> THE TASK: Put the records below into a Markdown table with the columns Row and Line, giving each line its row number and omitting blank lines.

> RECORDS FOR THE EXERCISE:
--- begin ---

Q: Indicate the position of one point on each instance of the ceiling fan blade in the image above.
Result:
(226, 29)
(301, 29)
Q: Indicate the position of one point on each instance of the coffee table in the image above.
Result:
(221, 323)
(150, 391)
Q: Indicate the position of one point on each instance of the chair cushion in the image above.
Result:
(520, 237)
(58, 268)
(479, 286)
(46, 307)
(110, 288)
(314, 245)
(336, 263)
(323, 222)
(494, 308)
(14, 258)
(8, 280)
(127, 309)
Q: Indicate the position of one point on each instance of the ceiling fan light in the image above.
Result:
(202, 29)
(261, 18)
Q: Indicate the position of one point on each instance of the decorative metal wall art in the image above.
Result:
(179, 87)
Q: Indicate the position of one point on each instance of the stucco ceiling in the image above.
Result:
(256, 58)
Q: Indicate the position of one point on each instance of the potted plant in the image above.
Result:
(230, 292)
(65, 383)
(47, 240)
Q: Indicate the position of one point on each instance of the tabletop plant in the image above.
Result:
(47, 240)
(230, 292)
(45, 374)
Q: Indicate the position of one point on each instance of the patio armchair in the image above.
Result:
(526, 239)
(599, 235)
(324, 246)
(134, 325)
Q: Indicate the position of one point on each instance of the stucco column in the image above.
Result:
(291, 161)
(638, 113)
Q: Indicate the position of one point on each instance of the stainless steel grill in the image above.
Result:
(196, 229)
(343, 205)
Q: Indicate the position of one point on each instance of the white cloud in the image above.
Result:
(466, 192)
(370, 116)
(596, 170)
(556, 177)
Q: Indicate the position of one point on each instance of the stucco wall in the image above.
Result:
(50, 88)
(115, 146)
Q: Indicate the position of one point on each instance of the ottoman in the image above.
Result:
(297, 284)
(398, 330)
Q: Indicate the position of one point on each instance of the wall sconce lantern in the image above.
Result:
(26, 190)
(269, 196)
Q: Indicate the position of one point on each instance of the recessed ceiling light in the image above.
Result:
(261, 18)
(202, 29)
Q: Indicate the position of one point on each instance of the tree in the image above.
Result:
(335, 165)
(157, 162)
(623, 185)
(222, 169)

--- end ---

> EXPECTED ANSWER:
| Row | Line |
|---|---|
| 1 | Q: Indicate the position of one point on each instance of the ceiling fan blade in the image above. |
| 2 | Result: |
| 3 | (226, 29) |
| 4 | (301, 29) |
| 5 | Q: Indicate the position of one point on each instance of the coffee table in the image above. |
| 6 | Result: |
| 7 | (221, 323) |
| 8 | (150, 391) |
| 9 | Q: Indicate the position of one point on each instance of the chair cushion in the image above. |
| 10 | Result: |
| 11 | (520, 237) |
| 12 | (58, 268) |
| 13 | (479, 286) |
| 14 | (46, 307) |
| 15 | (110, 288) |
| 16 | (314, 245) |
| 17 | (336, 263) |
| 18 | (323, 222) |
| 19 | (494, 308) |
| 20 | (14, 258) |
| 21 | (8, 280) |
| 22 | (127, 309) |
| 23 | Q: Indicate the position of one point on each instance of the ceiling fan light in the image above. |
| 24 | Result: |
| 25 | (202, 29) |
| 26 | (261, 18) |
| 27 | Q: Indicate the position of one point on each instance of the decorative metal wall art in the image above. |
| 28 | Result: |
| 29 | (179, 87) |
| 30 | Q: Indicate the position of one point on each instance of the stucco ceiling in the image above. |
| 31 | Result: |
| 32 | (256, 58) |
| 33 | Q: Indicate the position of one point on each instance of the potted plant in the image above. |
| 34 | Result: |
| 35 | (230, 292) |
| 36 | (65, 383) |
| 37 | (47, 240) |
| 38 | Q: Indicate the position of one point on each instance of the tabletop plant in the image above. |
| 39 | Result: |
| 40 | (47, 240) |
| 41 | (230, 292) |
| 42 | (45, 374) |
| 43 | Q: Indicate the position of one point on each instance of the patio armchair in the image above. |
| 44 | Result: |
| 45 | (526, 239) |
| 46 | (599, 235) |
| 47 | (324, 246) |
| 48 | (134, 325) |
| 49 | Q: Indicate the position of one point on each instance of the stucco column in the image above. |
| 50 | Result: |
| 51 | (291, 161) |
| 52 | (638, 113) |
| 53 | Q: Indicate the position of one point on each instance of the stainless steel grill in the image above. |
| 54 | Result: |
| 55 | (196, 229) |
| 56 | (343, 205) |
| 57 | Q: Indicate the position of one point on each instance of the white cloud in the image above. |
| 58 | Result: |
| 59 | (466, 192) |
| 60 | (370, 116) |
| 61 | (596, 170) |
| 62 | (556, 177) |
| 63 | Q: Indicate the position of one point on each instance of the stucco wall in the image above. |
| 64 | Result: |
| 65 | (50, 88) |
| 66 | (115, 146) |
| 67 | Q: Indicate the position of one point on each instance of the ottoman in the image above. |
| 68 | Result: |
| 69 | (297, 284) |
| 70 | (398, 330) |
| 71 | Q: Indicate the position of one point on each instance of the wall sconce lantern in the image above. |
| 72 | Result: |
| 73 | (26, 190) |
| 74 | (269, 196) |
| 75 | Q: Indicate the position of one point on each instance of the recessed ceiling light in the image above. |
| 76 | Result: |
| 77 | (261, 18) |
| 78 | (202, 29) |
| 79 | Q: Indicate the position of one point on each instance of the tree in the image above. |
| 80 | Result: |
| 81 | (335, 165) |
| 82 | (157, 162) |
| 83 | (623, 185) |
| 84 | (222, 169) |